## Data section
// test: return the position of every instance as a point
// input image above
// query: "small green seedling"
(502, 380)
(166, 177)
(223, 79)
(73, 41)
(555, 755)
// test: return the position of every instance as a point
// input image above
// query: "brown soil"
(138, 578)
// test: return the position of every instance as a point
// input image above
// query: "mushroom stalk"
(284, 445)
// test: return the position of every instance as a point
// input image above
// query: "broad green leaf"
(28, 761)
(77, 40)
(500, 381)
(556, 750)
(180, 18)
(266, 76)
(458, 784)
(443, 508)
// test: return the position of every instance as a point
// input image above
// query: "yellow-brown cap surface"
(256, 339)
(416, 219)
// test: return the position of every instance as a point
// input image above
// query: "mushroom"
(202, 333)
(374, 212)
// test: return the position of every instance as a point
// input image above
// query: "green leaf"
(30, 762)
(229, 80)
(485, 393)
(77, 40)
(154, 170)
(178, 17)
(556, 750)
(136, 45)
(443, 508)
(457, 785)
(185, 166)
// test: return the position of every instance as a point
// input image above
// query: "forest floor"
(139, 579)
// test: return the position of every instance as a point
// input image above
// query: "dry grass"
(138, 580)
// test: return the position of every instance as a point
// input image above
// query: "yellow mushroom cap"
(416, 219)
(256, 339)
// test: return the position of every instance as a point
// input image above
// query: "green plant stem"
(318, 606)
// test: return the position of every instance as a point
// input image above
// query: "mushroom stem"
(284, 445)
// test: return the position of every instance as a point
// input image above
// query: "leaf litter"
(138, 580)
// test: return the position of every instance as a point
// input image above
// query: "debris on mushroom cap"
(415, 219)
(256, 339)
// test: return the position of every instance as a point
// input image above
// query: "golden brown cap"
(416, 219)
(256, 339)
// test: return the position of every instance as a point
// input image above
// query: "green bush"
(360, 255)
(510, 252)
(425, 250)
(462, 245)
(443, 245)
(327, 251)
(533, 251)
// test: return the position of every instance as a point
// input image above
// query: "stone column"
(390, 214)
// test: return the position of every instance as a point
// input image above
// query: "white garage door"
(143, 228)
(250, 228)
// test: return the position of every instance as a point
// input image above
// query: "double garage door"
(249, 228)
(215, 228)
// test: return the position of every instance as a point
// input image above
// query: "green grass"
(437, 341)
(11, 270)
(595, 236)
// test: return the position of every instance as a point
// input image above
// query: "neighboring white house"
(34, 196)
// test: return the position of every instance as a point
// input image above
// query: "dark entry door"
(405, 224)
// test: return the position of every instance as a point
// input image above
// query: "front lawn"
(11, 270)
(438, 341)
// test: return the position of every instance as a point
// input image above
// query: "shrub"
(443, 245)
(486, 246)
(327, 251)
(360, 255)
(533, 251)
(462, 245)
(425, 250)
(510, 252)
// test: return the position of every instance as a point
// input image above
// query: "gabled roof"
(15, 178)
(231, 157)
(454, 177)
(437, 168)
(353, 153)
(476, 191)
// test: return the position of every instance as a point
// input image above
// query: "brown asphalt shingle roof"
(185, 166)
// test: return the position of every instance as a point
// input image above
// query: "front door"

## Set task
Return every line of the data above that contains the word "leaf", treating uppercase and lowercase as different.

## Expected answer
// query: "broad green leaf"
// query: "green leaf"
// query: "leaf litter"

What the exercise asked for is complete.